Menurut Dr. Siwage Dharma Negara, peneliti senior di ISEAS Singapura, pemerintah harus fokus pada pendidikan, kesehatan dan perlindungan sosial di tahun 2022.
Sementara itu, Dr. Mohammad Zulfan Tadjoeddin, peneliti senior di Western Sydney University di Australia, menyayangkan kondisi rasio pajak terhadap PDB yang masih rendah di Indonesia, yaitu sekitar 10 persen sekarang.
Ia menyarankan pemerintah harus meningkatkan rasio pajak terhadap PDB menjadi 15 persen.
Webinar yang dimoderatori oleh Dr. Arisman, direktur eksekutif CSEAS, tepat sekali untuk melihat tanda-tanda pemulihan ekonomi di tahun 2022.
Bank Pembangunan Asia (ADB) memperkirakan ekonomi Indonesia akan tumbuh sebesar 3.5 persen di 2021 dan 4.8 persen pada tahun 2022. Meskipun tingkat inflasi tinggi di banyak negara, ADB memperkirakan 1.7 persen inflasi pada tahun 2021 dan 2.7 persen inflasi di Indonesia di tahun 2022.

● Bahan yang Disediakan
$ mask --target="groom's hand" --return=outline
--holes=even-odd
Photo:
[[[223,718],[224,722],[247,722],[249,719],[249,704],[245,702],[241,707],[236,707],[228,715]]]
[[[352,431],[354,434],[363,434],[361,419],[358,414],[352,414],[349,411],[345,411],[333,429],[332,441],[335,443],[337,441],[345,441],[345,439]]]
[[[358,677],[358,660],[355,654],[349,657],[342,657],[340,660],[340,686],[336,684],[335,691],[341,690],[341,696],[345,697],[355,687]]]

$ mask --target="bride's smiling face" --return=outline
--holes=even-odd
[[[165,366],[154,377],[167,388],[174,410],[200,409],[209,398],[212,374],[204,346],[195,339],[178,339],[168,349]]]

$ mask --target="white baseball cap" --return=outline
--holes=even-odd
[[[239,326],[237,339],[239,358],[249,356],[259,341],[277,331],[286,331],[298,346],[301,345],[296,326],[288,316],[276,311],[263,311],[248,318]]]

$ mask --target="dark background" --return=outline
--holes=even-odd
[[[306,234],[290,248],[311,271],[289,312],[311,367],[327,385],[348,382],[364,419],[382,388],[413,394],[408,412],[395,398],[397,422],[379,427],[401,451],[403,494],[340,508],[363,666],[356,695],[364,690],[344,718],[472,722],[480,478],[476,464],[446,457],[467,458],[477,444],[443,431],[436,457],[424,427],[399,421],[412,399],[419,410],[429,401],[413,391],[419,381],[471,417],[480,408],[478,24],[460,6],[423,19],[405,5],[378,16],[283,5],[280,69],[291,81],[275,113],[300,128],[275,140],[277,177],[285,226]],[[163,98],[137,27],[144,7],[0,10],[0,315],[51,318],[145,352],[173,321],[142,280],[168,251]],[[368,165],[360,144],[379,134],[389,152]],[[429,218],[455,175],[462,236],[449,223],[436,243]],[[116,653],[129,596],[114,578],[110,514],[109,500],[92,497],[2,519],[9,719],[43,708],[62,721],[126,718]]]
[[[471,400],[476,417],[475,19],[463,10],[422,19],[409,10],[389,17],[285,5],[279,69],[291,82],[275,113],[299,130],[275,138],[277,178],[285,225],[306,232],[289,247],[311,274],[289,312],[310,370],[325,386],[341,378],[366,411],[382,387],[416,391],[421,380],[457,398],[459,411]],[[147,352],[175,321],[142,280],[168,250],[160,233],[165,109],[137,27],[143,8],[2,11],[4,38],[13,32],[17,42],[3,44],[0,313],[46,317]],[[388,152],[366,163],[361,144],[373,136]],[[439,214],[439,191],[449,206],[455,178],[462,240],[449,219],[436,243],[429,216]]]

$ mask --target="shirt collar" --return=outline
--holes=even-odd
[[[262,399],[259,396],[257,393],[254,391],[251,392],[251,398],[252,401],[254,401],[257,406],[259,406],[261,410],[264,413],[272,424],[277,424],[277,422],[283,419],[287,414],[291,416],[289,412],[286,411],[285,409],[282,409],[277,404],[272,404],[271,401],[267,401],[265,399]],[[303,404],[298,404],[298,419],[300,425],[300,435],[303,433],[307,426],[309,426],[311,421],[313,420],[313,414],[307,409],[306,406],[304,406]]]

● Instruksi Singkat 1
Menurut bacaan, rasio pajak terhadap PDB Indonesia disarankan naik menjadi berapa persen oleh Dr. Mohammad Zulfan Tadjoeddin?
● Instruksi Singkat 2
Mohon sebutkan semua orang bergelar Dr. yang namanya muncul dalam bacaan.

● Jawaban Anda 1
15 persen.

● Jawaban Anda 2
- Dr. Siwage Dharma Negara
- Dr. Mohammad Zulfan Tadjoeddin
- Dr. Arisman